== Extracted text

RFR(L): 8032410: compiler/uncommontrap/TestStackBangRbp.java times out on Solaris-Sparc V9

Mon Apr 14 13:27:17 UTC 2014

Here is a new webrev that implements Vladimir’s suggestion (use max stack in interpreter frame size computation):

http://cr.openjdk.java.net/~roland/8032410/webrev.04/

The diff from the previous webrev:

http://cr.openjdk.java.net/~roland/8032410/webrev.03-04/

Roland.

On Apr 10, 2014, at 10:26 AM, Roland Westrelin <roland.westrelin at oracle.com> wrote:

> Hi Vladimir,
> 
>>>> I tried to tell about this during review ;) I thought using (<=StackShadowPages) from 8026775 changes should touch it.
>>> 
>>> Sorry Vladimir. I didn’t realize there could be a problem even before the end of the stack is reached. I should have read 8026775 more carefully.
>>> 
>>>> Can you spend sometime and write down in bug report about all places where we do stack bang and how much pages we bang so we can see whole picture?
>>>> 
>>>> I think we should bang all sequential pages and do the same in all places. Banging StackShadowPages or StackShadowPages+1 is secondary if we do the same in all places.
>>> 
>>> Ready for some headaches?
>>> 
>>> The interpreter: allocates the current frame and then stack bangs all pages at sp+1*page … sp+StackShadowPages*page included
>>> The compiler bangs (before my change): sp + StackShadowPages*page and the next frame_size/page_size pages
>>> In the deopt blob we bang: sp (once the compiled frame is popped) +1 page … sp+(StackShadowPages+1)*page and the next frame_size/page_size pages
>>> 
>>> I talked with Mikael and the reason we bang up to (StackShadowPages+1)*page in the deopt blob is because in the interpreter, banging happens once the frame is set up. So banging up to StackShadowPages*page in the deopt blob with no frame pushed doesn’t bang as far as the interpreter would.
>> 
>> So far I am following :)

====

▶ **Exercise goal**: Pick up the stack-banging review thread above where it stops, and continue writing it.

== Dataset section

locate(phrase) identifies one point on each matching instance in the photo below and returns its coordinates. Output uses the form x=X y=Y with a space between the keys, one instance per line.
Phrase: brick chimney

====

▶ **Result of the task**:
>> 
>>> 
>>> Let’s take an example with my change (no banging in the deopt blob) and if the compiler bangs at sp+StackShadowPages*page. I think something like this is possible:
>>> Let’s say StackShadowPages=2
>>> 
>>> 1) SP points in page P. We enter an interpreted frame. The frame is allocated. SP is still in P. The interpreter bangs P+1 and P+2.
>> 
>> Do you mean when the frame is small we stay on the same page after the frame is allocated? Okay.
> 
> Yes.
> 
>> 
>>> 2) The interpreter calls a compiled method. The compiled method is entered with SP still in P but right before the boundary with the next page. The compiler bangs P+2.
>> 
>> Could you remind me about your change? Does compiled code bangs all range from min(interpr_frame_size, comp_frame_size) to max(interpr_frame_size, comp_frame_size) plus StackShadowPages? Or only (max + StackShadowPages)?
> 
> It bangs pages at sp + StackShadowPages*page_size and the next max(interpr_frame_size, comp_frame_size)/page_size pages if any. Before my change, the compiled code banged at sp + StackShadowPages*page_size and the next comp_frame_size/page_size pages if any
> 
>> 
>>> 3) We deoptimize. We pop the frame. SP is in P right before the page boundary. The method has a lot of locals and the interpreter frame size is just below 1 page. After deoptimization SP is in P+1 right before the boundary.
>> 
>> So SP is the same as on entry to the compiled method after the frame pop?
> 
> Yes.
> 
>> Do we touch all stack slots when we reconstruct Interpreter frame during deoptimization? Asking for a case when last slots are in next page and we don't touch it.
> 
> I assume we do.
> 
>> 
>>> 4) We’re at a call, push some arguments and SP moves to P+2 and we call a compiled method. The compiled method bang P+4. P+3 was never touched.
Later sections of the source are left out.